[BEGIN Exercise inputs]

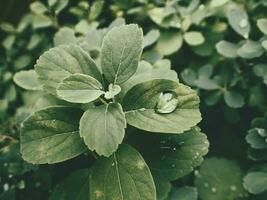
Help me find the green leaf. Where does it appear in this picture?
[224,91,245,108]
[80,103,126,157]
[257,18,267,35]
[90,144,156,200]
[227,7,250,39]
[237,40,264,59]
[184,31,205,46]
[21,106,86,164]
[244,172,267,194]
[246,128,267,149]
[57,73,105,103]
[54,27,77,46]
[30,1,48,14]
[167,186,197,200]
[122,79,201,133]
[156,31,183,55]
[49,169,91,200]
[13,70,42,90]
[195,158,247,200]
[137,127,209,181]
[100,24,143,84]
[216,40,239,58]
[143,29,160,48]
[35,45,102,95]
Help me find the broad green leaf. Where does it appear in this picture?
[54,27,77,46]
[167,186,197,200]
[32,14,53,29]
[257,18,267,35]
[216,40,239,58]
[135,127,209,181]
[195,158,247,200]
[246,128,267,149]
[35,45,102,95]
[184,31,205,46]
[13,70,42,90]
[80,103,126,157]
[90,144,156,200]
[143,29,160,48]
[237,40,264,59]
[57,73,105,103]
[244,172,267,194]
[224,91,245,108]
[20,106,86,164]
[122,59,179,95]
[227,7,250,39]
[100,24,143,84]
[49,169,91,200]
[156,31,183,55]
[122,79,201,133]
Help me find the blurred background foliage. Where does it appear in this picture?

[END Exercise inputs]

= Short problem =
Set out every line of the entries above as a numbered list, skipping any blank lines. Leave the pictures out of your answer.

= The solution =
1. Help me find the green leaf. Where does it appear in this picture?
2. [224,91,245,108]
3. [80,103,126,157]
4. [257,18,267,35]
5. [90,144,156,200]
6. [227,7,250,39]
7. [237,40,264,59]
8. [184,31,205,46]
9. [21,106,86,164]
10. [244,172,267,194]
11. [246,128,267,149]
12. [57,73,105,103]
13. [54,27,77,46]
14. [30,1,48,14]
15. [167,186,197,200]
16. [122,79,201,133]
17. [156,31,183,55]
18. [49,169,91,200]
19. [13,70,42,90]
20. [195,158,247,200]
21. [137,127,209,181]
22. [100,24,143,84]
23. [216,40,239,58]
24. [143,29,160,48]
25. [35,45,102,95]
26. Help me find the broad green leaf. Where does it appear in this picture?
27. [54,27,77,46]
28. [167,186,197,200]
29. [32,14,53,29]
30. [257,18,267,35]
31. [216,40,239,58]
32. [135,127,209,181]
33. [195,158,247,200]
34. [246,128,267,149]
35. [35,45,102,95]
36. [184,31,205,46]
37. [13,70,42,90]
38. [80,103,126,157]
39. [90,144,156,200]
40. [143,29,160,48]
41. [237,40,264,59]
42. [57,73,105,103]
43. [244,172,267,194]
44. [224,91,245,108]
45. [20,106,86,164]
46. [122,59,179,95]
47. [227,7,250,39]
48. [100,24,143,84]
49. [49,169,91,200]
50. [156,31,183,55]
51. [122,79,201,133]
52. Help me find the blurred background foliage. Where does it appear in this picture?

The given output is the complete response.